### Annotated coordinate records

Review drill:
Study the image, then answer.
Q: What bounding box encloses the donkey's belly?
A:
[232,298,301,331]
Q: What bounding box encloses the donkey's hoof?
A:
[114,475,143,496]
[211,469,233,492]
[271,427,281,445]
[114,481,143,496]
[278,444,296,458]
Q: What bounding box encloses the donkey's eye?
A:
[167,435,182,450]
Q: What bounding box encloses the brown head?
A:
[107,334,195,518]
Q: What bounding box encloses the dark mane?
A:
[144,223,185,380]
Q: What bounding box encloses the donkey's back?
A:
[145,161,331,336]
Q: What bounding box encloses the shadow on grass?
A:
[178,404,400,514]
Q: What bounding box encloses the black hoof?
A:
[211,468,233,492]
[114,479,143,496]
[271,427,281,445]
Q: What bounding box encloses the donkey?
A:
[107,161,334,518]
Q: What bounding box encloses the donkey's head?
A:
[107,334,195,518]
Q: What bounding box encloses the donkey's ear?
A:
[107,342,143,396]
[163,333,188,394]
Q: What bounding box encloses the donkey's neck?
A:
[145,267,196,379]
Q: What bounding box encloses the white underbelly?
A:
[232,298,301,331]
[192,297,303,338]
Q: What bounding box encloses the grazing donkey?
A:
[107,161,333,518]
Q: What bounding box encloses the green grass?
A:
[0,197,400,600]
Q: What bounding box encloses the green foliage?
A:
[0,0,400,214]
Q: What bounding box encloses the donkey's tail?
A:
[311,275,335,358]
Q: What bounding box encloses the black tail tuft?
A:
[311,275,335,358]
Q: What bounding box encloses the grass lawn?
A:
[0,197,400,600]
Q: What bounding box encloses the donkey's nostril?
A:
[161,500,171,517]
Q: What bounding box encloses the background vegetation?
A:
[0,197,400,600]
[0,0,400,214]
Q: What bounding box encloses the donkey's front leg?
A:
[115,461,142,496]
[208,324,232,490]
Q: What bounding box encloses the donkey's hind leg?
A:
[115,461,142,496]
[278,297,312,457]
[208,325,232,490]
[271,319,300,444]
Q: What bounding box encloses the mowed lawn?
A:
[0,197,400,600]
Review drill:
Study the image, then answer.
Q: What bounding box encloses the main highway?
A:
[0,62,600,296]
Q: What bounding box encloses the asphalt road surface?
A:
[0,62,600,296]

### INSTRUCTIONS FOR THE TASK
Repeat the data from the line with "Q: What bounding box encloses the dark mane?" up to and including the line with "[145,267,196,379]", substituting "surrounds" for "encloses" and keeping everything else unchanged.

### COMPLETE ANSWER
Q: What bounding box surrounds the dark mane?
A:
[144,223,185,380]
Q: What bounding box surrounds the donkey's back?
A:
[145,161,331,336]
Q: What bounding box surrounds the shadow on grass?
A:
[178,404,400,514]
Q: What bounding box surrounds the black hoof?
A:
[211,468,233,492]
[114,479,143,496]
[271,427,281,445]
Q: What bounding box surrounds the donkey?
A:
[107,161,334,518]
Q: What bounding box surrounds the donkey's head?
A:
[107,334,195,518]
Q: What bounding box surrounds the donkey's ear?
A:
[107,342,143,396]
[163,333,188,394]
Q: What bounding box surrounds the donkey's neck?
A:
[145,267,196,379]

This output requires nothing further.